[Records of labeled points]

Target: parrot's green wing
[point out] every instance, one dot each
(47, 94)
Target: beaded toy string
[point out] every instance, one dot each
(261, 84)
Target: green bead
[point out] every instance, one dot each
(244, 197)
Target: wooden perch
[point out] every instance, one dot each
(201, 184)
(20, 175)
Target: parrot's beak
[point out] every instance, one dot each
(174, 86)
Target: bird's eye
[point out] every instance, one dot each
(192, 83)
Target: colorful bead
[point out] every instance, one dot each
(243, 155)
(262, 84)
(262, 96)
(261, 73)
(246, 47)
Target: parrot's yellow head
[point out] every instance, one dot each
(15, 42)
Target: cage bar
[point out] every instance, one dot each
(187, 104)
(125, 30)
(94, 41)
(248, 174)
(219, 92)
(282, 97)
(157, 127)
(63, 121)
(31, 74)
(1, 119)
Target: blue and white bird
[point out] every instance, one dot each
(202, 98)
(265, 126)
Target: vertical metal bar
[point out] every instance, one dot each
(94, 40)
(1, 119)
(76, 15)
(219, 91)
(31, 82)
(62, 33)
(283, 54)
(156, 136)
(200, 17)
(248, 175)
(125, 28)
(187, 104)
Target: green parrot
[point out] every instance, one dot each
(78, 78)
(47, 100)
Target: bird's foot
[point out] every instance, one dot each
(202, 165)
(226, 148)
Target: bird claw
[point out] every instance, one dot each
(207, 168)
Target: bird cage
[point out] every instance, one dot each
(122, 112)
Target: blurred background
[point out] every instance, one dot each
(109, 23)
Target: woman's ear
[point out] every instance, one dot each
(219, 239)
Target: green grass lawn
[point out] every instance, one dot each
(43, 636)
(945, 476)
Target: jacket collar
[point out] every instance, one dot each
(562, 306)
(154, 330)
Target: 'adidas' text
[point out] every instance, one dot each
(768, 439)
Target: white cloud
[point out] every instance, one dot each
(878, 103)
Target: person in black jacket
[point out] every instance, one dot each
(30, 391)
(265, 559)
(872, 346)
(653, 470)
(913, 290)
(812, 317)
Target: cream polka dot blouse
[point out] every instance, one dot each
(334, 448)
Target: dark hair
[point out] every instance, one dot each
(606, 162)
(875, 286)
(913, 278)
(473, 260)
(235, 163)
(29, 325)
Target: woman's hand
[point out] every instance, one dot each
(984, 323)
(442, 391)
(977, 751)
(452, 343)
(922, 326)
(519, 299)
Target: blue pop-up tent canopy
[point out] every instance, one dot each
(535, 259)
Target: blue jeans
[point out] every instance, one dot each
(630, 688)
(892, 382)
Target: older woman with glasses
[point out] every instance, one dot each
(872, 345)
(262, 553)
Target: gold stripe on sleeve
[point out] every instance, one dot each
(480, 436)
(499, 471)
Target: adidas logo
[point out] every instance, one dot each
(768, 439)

**Given instruction:**
Only the lines from the one holding "Target: person in black jacket" through the end of the listing should be given again, exactly and with both ends included.

**Written solution:**
Target: person in black jacket
[point out] every instance, one dot each
(30, 391)
(265, 559)
(872, 346)
(653, 470)
(913, 290)
(812, 317)
Target: cream polka dot blouse
[point out] every instance, one dot each
(334, 448)
Target: dark hair
[point out] every instance, one dot each
(606, 162)
(875, 286)
(913, 278)
(473, 260)
(235, 163)
(29, 325)
Target: woman's hand
[point out] every instance, one dot each
(984, 323)
(442, 391)
(977, 751)
(452, 343)
(922, 326)
(519, 299)
Target: blue pop-up tent canopy
[point out] every instance, one dot each
(535, 259)
Target: blue jeans
[point out] every instance, one dot each
(630, 688)
(892, 382)
Target: older woman with glasses
[point out] every instance, one dot each
(872, 345)
(262, 553)
Target: gold stripe on sleeve
[point out] every instance, one dot each
(480, 436)
(499, 471)
Target: adidas logo
[point out] every instance, one dot each
(768, 439)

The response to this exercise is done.